▶ _YOUR GOAL_
Copy everything from "Everyone I had" down to "hardly any stops." in the bus journey account, swapping every "wifi" for "internet".

▶ _EXERCISE PASSAGE_
◇ ◇ ◇ ◇ ◇ ◇ ◇

Its quite a decision as you book according to the type of seat you want, and there are three to chose from....... cama, semi cama, cama suite. The difference is how far the seat back reclines, and obviously how much you pay.
Everyone I had met had told me to pay the extra and go for the cama suite as you get the full works and basically a business class type seat that fully reclines as well as drinks and champagne. Plus take into consideration the fact it is an 18 hour journey as well.
I had ummed and aaahed and booked the cheaper seat trying to conserve a bit of money, but was finally talked in to treating myself and going the full works by Jessica as she was also going to Buenos Aires. She had been there learning Spanish for weeks so really knew her way round and offered to be my tour guide.
Despite a huge sticker on the side saying free wifi, the wifi did not work, the food was awful and you hardly got any drinks. The seats however were huge and you got blankets and pillows so it was a thousand times better than the bus from Rio, plus it was direct so there were hardly any stops.
For some reason we got stopped three times and had the bus searched by the, military and Had our bags and ID checked, so got woken up in the middle of the night a few times.
We arrived really early in BA, plus it was also the Easter weekend so it was eerily quiet, there was hardly anyone to be found.

◇ ◇ ◇ ◇ ◇ ◇ ◇

▶ _DATA EXCERPT_
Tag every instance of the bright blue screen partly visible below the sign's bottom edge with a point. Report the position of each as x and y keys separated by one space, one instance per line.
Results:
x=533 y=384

◇ ◇ ◇ ◇ ◇ ◇ ◇

▶ _EXPECTED ANSWER_
Everyone I had met had told me to pay the extra and go for the cama suite as you get the full works and basically a business class type seat that fully reclines as well as drinks and champagne. Plus take into consideration the fact it is an 18 hour journey as well.
I had ummed and aaahed and booked the cheaper seat trying to conserve a bit of money, but was finally talked in to treating myself and going the full works by Jessica as she was also going to Buenos Aires. She had been there learning Spanish for weeks so really knew her way round and offered to be my tour guide.
Despite a huge sticker on the side saying free internet, the internet did not work, the food was awful and you hardly got any drinks. The seats however were huge and you got blankets and pillows so it was a thousand times better than the bus from Rio, plus it was direct so there were hardly any stops.